• [EXCERPT TO READ]:
>> Begin

Ollama Dart Client

Unofficial Dart client for Ollama API.

Features

Fully type-safe, documented and tested
All platforms supported (including streaming on web)
Custom base URL, headers and query params support (e.g. HTTP proxies)
Custom HTTP client support (e.g. SOCKS5 proxies or advanced use cases)

Supported endpoints:

Completions (with streaming support)
Chat completions
Embeddings
Models
Blobs

Usage
Advance Usage
Acknowledgements
License

Usage

Refer to the documentation for more information about the API.

Completions

Given a prompt, the model will generate a response.

Generate completion:

final generated = await client.generateCompletion(
  request: GenerateCompletionRequest(
    model: 'mistral:latest',
    prompt: 'Why is the sky blue?',
  ),
);
print(generated.response);
// The sky appears blue because of a phenomenon called Rayleigh scattering...

>> End

• [MATERIAL]:

>> Begin

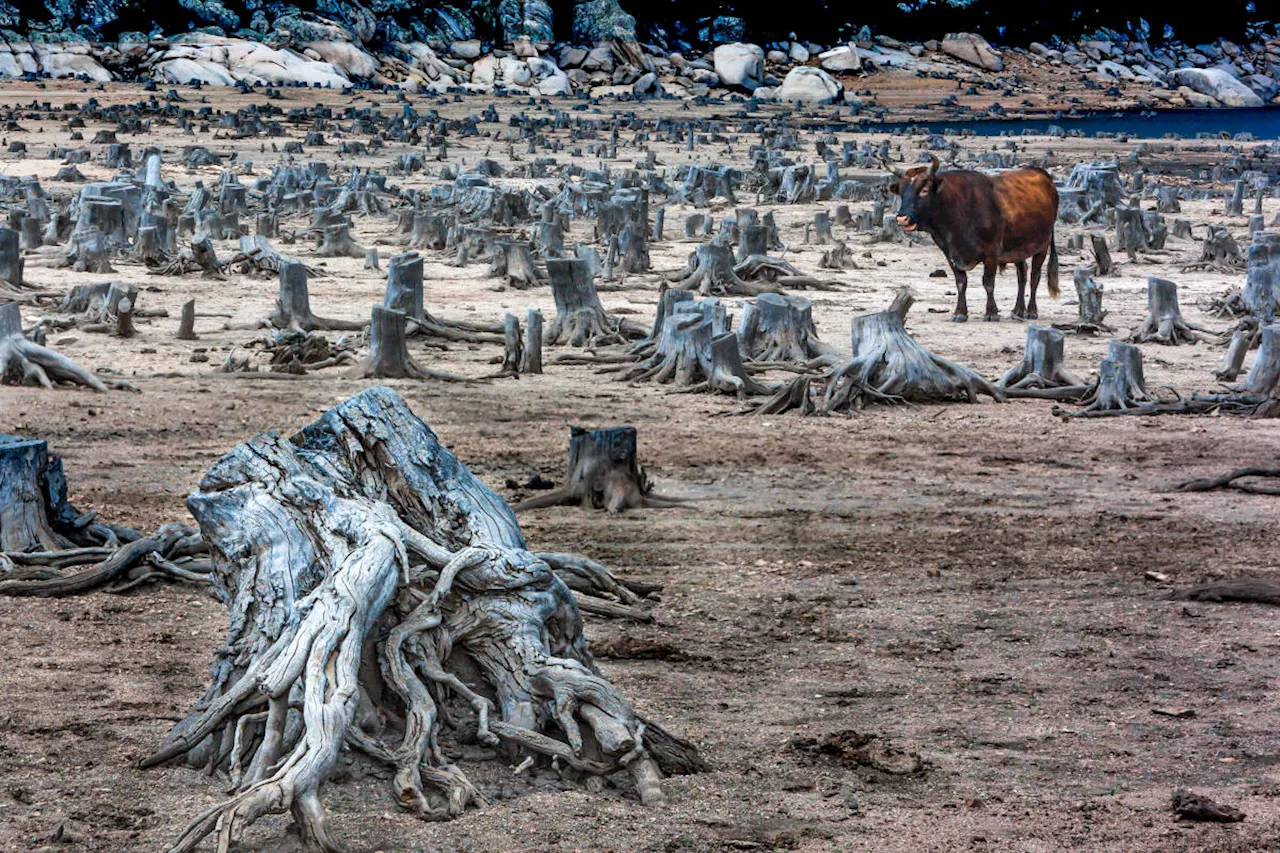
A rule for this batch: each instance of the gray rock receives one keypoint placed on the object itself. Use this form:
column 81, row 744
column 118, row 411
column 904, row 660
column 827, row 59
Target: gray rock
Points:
column 1266, row 87
column 469, row 49
column 973, row 49
column 528, row 18
column 1217, row 85
column 740, row 64
column 809, row 86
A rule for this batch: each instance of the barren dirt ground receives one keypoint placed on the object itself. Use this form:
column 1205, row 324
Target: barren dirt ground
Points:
column 965, row 580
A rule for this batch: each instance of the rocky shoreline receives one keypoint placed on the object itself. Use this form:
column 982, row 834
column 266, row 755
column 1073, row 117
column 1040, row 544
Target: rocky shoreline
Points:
column 1109, row 69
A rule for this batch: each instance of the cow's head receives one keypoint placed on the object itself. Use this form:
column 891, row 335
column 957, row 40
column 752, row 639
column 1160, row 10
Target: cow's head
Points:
column 918, row 188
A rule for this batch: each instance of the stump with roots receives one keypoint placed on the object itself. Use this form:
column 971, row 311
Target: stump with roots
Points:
column 1102, row 263
column 1220, row 251
column 293, row 306
column 88, row 251
column 338, row 242
column 698, row 354
column 1120, row 386
column 531, row 354
column 1042, row 365
column 711, row 273
column 365, row 528
column 36, row 514
column 603, row 473
column 512, row 260
column 388, row 350
column 429, row 232
column 580, row 319
column 26, row 363
column 1165, row 323
column 1089, row 314
column 780, row 328
column 888, row 366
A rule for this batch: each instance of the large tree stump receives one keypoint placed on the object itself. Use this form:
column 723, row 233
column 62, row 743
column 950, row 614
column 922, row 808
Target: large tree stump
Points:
column 338, row 242
column 26, row 363
column 1089, row 314
column 780, row 328
column 35, row 514
column 293, row 306
column 1120, row 386
column 711, row 273
column 1102, row 263
column 887, row 366
column 512, row 260
column 580, row 319
column 379, row 533
column 388, row 351
column 1043, row 364
column 603, row 474
column 1165, row 323
column 531, row 355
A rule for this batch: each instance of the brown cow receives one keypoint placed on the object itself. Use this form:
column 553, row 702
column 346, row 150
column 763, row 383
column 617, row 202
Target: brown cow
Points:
column 976, row 218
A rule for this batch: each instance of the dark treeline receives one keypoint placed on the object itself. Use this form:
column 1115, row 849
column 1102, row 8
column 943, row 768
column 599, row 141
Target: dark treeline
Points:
column 1004, row 21
column 824, row 22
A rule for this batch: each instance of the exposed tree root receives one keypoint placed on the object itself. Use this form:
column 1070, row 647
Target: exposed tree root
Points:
column 359, row 527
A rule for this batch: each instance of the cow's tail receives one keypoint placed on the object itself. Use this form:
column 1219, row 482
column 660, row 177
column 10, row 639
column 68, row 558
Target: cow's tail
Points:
column 1054, row 290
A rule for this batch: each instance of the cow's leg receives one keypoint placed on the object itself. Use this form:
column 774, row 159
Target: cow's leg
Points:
column 961, row 304
column 1037, row 264
column 988, row 283
column 1020, row 305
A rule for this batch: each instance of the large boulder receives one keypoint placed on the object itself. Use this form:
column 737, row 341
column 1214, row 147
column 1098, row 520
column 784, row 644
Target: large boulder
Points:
column 740, row 64
column 528, row 18
column 808, row 85
column 1217, row 85
column 595, row 21
column 973, row 49
column 841, row 59
column 346, row 56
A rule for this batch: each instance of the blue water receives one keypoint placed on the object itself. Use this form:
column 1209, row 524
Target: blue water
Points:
column 1261, row 122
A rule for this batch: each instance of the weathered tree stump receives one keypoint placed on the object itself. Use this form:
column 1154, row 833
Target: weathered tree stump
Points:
column 396, row 541
column 1166, row 200
column 1120, row 386
column 26, row 363
column 35, row 514
column 338, row 242
column 1043, row 364
column 388, row 350
column 293, row 306
column 711, row 273
column 1220, row 250
column 1102, row 263
column 1089, row 314
column 887, row 366
column 187, row 324
column 603, row 474
column 1233, row 360
column 580, row 319
column 531, row 355
column 780, row 328
column 1165, row 323
column 513, row 261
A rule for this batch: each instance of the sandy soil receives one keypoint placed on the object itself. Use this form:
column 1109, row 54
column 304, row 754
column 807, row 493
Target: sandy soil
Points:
column 965, row 582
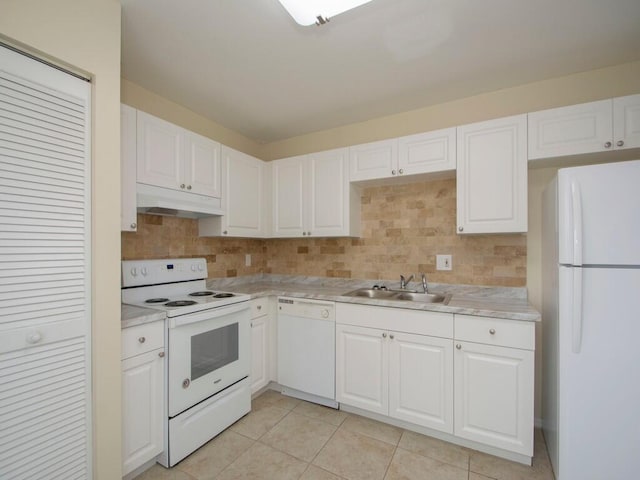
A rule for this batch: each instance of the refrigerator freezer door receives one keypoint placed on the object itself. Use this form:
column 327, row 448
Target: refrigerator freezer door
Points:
column 598, row 388
column 599, row 214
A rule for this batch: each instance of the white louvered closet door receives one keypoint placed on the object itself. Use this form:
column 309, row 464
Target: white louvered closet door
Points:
column 45, row 314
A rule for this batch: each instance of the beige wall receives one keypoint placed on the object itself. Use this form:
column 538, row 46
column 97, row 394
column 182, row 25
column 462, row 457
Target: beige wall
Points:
column 86, row 35
column 582, row 87
column 147, row 101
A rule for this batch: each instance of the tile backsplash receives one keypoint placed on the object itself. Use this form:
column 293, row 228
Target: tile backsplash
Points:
column 403, row 228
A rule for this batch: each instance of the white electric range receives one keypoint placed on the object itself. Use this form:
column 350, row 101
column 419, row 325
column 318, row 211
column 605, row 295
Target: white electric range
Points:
column 209, row 340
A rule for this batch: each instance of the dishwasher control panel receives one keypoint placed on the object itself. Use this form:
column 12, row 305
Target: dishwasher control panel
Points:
column 306, row 308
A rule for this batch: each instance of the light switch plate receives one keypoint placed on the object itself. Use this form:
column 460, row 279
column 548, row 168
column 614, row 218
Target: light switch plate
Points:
column 443, row 262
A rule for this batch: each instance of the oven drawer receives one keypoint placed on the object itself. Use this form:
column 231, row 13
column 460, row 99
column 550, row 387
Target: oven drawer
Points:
column 142, row 338
column 259, row 307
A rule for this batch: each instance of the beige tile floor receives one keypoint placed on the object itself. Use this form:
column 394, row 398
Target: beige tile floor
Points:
column 284, row 438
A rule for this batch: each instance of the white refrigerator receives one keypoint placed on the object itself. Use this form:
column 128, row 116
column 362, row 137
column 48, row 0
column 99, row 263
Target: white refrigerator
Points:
column 591, row 322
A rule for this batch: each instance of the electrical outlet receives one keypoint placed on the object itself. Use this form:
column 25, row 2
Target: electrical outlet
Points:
column 443, row 262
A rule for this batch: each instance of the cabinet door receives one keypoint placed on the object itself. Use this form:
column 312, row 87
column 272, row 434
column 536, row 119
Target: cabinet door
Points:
column 288, row 190
column 160, row 152
column 373, row 160
column 427, row 152
column 626, row 122
column 128, row 212
column 142, row 409
column 572, row 130
column 259, row 353
column 243, row 194
column 362, row 368
column 421, row 380
column 202, row 165
column 492, row 176
column 328, row 193
column 494, row 396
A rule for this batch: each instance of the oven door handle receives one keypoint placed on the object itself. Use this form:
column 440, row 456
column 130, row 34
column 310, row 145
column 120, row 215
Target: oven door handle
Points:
column 211, row 314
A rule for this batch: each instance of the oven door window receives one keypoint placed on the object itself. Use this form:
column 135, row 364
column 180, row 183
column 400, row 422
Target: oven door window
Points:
column 213, row 349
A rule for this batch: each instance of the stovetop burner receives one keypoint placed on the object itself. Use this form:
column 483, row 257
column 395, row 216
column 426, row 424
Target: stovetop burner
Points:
column 223, row 295
column 156, row 300
column 180, row 303
column 203, row 293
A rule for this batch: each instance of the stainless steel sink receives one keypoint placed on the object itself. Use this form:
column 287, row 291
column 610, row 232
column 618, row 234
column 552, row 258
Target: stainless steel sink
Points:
column 399, row 295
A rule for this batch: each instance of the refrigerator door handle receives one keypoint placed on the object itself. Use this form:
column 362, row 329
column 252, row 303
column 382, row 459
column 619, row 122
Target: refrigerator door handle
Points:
column 576, row 210
column 576, row 320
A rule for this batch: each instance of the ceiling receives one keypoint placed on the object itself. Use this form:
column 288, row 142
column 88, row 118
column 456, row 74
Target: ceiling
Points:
column 247, row 65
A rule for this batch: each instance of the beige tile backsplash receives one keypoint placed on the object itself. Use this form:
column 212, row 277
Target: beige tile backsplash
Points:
column 403, row 228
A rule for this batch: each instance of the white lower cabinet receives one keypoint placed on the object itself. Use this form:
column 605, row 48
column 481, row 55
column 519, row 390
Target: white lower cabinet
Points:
column 494, row 382
column 420, row 380
column 142, row 395
column 403, row 375
column 260, row 334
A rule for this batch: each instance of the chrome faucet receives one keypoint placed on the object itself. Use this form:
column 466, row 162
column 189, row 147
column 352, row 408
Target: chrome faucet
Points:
column 403, row 282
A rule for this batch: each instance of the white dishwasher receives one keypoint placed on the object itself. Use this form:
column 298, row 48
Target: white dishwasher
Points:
column 307, row 349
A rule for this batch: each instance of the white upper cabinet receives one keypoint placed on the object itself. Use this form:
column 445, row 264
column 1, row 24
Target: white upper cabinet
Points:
column 492, row 176
column 128, row 212
column 423, row 153
column 427, row 152
column 172, row 157
column 312, row 196
column 374, row 160
column 600, row 126
column 571, row 130
column 245, row 198
column 288, row 192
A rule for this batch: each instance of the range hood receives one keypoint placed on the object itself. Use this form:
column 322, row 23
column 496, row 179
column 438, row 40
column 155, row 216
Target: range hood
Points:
column 165, row 201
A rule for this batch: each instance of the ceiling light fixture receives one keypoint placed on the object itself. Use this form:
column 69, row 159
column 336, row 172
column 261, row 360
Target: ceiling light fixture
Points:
column 308, row 12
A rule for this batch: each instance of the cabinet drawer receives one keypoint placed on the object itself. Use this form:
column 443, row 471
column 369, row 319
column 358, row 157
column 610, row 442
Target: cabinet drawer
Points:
column 259, row 307
column 495, row 331
column 419, row 322
column 142, row 339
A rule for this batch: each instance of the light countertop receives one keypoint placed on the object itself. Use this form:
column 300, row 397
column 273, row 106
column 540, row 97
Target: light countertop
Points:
column 499, row 302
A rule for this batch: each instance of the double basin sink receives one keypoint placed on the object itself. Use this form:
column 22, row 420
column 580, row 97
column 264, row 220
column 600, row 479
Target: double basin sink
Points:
column 403, row 295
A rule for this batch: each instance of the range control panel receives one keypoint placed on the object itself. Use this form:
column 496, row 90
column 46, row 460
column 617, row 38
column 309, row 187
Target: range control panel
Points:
column 136, row 273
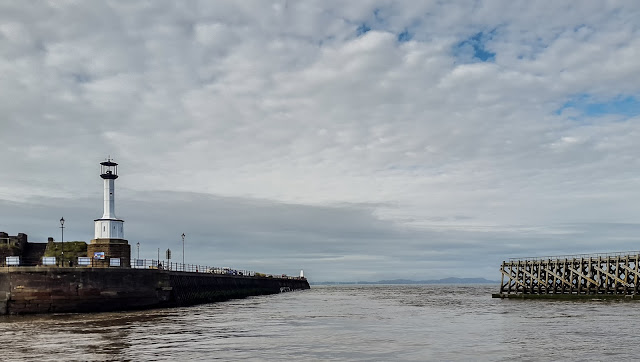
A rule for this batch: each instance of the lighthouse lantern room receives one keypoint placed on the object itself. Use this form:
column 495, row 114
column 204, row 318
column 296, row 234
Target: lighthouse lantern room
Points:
column 109, row 226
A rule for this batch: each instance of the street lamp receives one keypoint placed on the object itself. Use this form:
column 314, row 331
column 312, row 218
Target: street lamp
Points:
column 182, row 250
column 62, row 237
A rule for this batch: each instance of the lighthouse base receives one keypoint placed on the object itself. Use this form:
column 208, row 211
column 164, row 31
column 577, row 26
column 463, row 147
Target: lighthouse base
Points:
column 103, row 250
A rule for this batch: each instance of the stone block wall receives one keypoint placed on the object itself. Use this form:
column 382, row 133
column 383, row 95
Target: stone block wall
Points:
column 112, row 248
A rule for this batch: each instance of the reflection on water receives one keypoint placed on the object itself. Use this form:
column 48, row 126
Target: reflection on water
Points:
column 337, row 323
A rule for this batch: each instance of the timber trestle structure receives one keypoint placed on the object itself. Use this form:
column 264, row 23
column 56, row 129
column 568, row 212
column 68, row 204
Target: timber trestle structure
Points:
column 578, row 276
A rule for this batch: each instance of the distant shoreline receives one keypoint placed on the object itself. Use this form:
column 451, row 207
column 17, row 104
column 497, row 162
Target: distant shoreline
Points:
column 414, row 282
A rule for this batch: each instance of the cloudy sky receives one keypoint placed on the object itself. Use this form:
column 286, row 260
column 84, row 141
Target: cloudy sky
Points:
column 358, row 140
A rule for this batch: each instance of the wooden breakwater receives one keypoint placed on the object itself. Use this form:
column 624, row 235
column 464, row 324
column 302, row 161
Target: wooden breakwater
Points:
column 586, row 276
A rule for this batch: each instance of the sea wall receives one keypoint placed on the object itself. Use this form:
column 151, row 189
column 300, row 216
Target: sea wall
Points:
column 27, row 290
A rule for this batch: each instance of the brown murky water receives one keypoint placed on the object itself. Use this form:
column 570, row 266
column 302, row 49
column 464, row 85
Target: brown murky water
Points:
column 337, row 323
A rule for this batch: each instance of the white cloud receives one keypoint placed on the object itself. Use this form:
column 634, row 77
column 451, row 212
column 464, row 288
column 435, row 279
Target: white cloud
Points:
column 286, row 102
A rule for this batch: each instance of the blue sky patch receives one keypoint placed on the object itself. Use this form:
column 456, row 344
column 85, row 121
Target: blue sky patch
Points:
column 474, row 48
column 362, row 29
column 622, row 105
column 404, row 36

>> End

• [STATED TASK A]: Please write out the part of the Ollama Dart Client text from "Completions (with streaming" to "about the API.".
• [STATED TASK B]:
Answer these on the Ollama Dart Client text above, one line each:
(i) Which model does the completion example request?
(ii) What example is given for custom HTTP client support?
(iii) Which supported endpoint is marked as having streaming support?
• [STATED TASK C]: Condense the features passage of the Ollama Dart Client text that begins "Fully type-safe, documented and tested" into two sentences.

• [REPLY A]:
Completions (with streaming support)
Chat completions
Embeddings
Models
Blobs

Usage
Advance Usage
Acknowledgements
License

Usage

Refer to the documentation for more information about the API.

• [REPLY B]:
(i) mistral:latest
(ii) SOCKS5 proxies or advanced use cases
(iii) Completions

• [REPLY C]: The client is fully type-safe, documented and tested, and it supports all platforms, including streaming on web. It allows a custom base URL, headers and query params (e.g. HTTP proxies) and a custom HTTP client (e.g. SOCKS5 proxies or advanced use cases).